→ **RAW RECORDS**:
## START

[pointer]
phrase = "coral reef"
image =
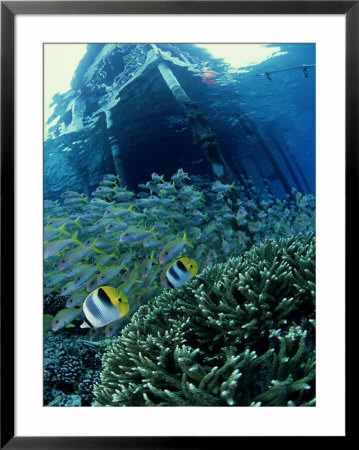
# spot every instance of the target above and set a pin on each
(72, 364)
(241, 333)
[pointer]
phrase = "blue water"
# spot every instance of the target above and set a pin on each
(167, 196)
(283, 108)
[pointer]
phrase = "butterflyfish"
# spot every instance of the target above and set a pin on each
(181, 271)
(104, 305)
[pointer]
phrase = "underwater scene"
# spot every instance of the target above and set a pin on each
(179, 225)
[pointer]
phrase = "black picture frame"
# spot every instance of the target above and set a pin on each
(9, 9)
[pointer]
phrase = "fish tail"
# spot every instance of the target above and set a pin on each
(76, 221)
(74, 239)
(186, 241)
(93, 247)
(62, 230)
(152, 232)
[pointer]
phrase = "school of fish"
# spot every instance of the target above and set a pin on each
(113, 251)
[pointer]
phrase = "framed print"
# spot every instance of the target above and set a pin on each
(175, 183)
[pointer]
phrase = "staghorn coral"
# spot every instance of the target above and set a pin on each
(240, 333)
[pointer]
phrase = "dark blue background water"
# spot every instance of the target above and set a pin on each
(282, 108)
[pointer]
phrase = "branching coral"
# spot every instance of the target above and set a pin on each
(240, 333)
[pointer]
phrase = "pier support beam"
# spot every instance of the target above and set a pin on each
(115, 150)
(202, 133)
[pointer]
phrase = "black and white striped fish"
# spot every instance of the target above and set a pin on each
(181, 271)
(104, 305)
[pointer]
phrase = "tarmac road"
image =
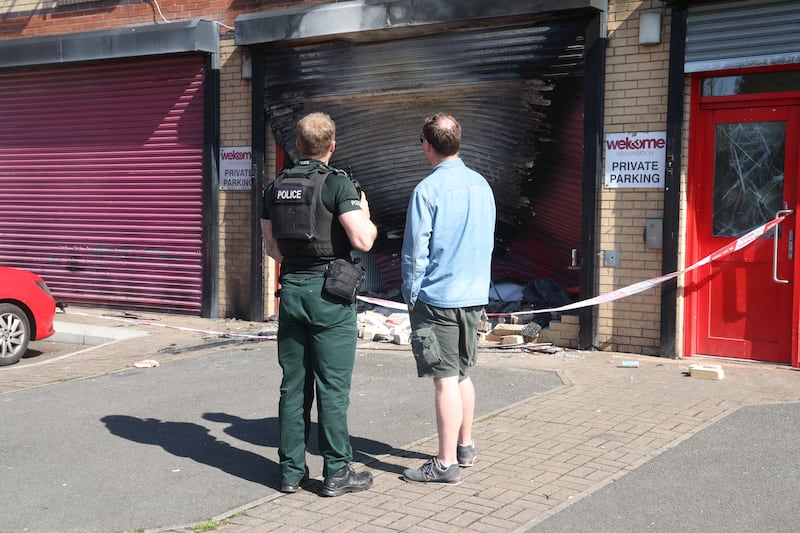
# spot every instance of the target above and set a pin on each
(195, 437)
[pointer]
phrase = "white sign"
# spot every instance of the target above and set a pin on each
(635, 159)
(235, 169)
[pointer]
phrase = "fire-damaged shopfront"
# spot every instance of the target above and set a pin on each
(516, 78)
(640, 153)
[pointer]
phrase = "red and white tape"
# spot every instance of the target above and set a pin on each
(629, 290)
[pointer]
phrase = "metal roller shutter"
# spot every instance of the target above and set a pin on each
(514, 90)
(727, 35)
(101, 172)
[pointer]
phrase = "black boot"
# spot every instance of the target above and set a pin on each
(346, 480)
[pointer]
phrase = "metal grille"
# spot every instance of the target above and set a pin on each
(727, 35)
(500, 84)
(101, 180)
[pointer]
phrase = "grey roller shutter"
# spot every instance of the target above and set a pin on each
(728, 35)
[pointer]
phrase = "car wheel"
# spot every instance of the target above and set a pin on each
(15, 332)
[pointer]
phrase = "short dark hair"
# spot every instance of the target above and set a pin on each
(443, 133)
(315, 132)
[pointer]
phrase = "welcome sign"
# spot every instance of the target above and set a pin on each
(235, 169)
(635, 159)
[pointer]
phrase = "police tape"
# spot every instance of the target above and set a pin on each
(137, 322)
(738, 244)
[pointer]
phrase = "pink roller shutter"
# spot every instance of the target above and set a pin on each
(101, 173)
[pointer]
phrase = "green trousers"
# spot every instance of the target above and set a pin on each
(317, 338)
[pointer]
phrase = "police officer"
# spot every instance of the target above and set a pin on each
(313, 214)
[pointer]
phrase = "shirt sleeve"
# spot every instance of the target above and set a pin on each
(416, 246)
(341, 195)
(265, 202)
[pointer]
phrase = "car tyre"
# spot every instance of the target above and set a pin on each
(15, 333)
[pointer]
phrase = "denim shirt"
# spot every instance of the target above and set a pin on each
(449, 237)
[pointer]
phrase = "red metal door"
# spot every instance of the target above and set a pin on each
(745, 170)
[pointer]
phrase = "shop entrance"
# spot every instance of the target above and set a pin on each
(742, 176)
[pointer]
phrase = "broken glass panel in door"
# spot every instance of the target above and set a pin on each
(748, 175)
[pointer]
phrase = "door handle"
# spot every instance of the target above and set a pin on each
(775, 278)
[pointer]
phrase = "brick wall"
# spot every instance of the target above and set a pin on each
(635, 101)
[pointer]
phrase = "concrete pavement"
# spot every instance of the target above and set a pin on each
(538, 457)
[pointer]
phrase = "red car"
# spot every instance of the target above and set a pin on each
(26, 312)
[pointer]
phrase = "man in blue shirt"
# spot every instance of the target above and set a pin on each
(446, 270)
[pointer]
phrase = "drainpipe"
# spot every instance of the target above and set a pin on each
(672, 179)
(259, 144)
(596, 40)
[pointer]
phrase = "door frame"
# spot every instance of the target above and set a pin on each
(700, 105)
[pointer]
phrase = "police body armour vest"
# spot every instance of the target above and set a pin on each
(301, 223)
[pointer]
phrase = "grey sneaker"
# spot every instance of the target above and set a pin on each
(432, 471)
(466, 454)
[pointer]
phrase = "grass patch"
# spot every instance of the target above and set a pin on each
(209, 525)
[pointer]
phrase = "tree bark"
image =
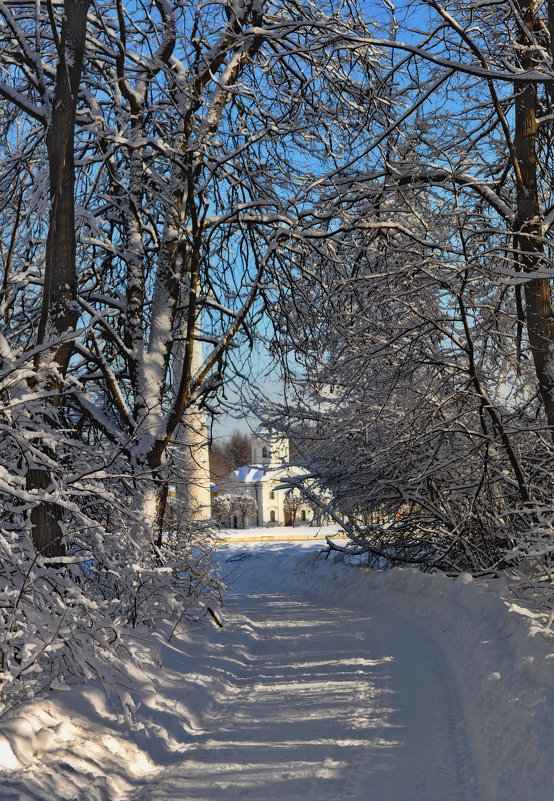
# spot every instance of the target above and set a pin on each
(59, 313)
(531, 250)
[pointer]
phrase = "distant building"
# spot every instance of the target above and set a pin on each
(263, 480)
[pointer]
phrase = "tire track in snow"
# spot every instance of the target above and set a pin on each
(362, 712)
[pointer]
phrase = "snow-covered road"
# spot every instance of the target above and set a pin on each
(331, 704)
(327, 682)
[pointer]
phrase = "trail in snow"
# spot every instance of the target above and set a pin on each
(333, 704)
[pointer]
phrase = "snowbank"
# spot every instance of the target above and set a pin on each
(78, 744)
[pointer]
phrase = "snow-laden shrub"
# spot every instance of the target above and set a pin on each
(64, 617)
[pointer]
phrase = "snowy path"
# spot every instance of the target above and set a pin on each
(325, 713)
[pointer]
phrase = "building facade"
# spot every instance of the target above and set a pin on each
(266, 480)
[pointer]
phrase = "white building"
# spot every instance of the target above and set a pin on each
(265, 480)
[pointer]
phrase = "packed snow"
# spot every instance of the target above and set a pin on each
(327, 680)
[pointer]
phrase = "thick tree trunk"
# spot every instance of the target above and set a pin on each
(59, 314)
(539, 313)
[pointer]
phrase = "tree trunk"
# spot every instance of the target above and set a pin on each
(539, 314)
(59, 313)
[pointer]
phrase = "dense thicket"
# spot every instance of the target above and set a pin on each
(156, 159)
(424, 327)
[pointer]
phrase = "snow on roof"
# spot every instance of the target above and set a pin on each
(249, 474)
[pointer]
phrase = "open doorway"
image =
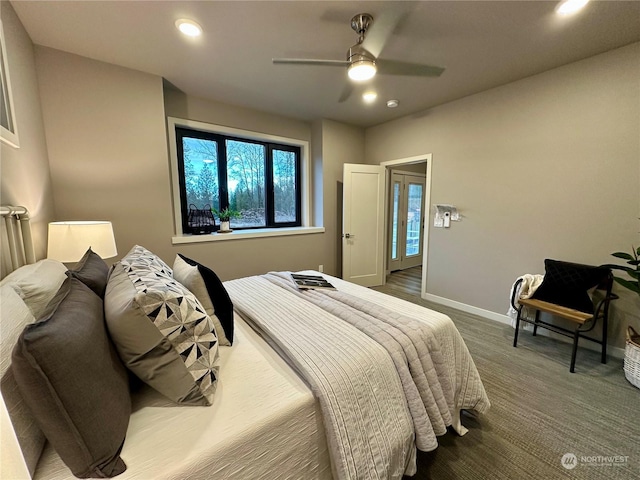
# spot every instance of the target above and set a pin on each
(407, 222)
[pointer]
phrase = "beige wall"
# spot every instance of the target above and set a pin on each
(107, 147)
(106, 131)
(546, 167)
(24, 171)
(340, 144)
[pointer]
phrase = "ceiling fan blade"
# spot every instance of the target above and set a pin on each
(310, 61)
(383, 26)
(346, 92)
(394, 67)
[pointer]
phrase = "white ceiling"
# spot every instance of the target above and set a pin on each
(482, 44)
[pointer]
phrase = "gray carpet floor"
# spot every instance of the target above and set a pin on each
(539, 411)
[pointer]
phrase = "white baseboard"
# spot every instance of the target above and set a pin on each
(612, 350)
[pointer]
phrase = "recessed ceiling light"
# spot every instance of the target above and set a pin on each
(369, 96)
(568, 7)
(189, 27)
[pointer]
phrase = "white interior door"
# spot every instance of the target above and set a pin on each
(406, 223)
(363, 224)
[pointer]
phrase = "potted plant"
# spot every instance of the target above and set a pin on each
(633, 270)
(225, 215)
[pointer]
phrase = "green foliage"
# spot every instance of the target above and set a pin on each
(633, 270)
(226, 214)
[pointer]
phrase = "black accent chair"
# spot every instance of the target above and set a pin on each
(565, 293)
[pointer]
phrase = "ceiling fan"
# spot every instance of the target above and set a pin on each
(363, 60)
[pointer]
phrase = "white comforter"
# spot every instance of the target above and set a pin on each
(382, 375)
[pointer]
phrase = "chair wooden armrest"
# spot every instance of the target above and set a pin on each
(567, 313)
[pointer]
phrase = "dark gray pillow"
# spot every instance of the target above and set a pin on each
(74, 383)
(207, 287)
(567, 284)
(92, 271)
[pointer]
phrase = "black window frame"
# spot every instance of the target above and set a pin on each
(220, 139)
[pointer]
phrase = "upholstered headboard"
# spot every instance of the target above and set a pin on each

## END

→ **WORK TO DO**: Pick out every line in the records above that contains the word "police", and copy each one. Matching is case-sensitive.

→ **OUTPUT FOR THIS EXERCISE**:
phrase = "police tape"
phrase = "police officer"
phrase = "police body armour vest"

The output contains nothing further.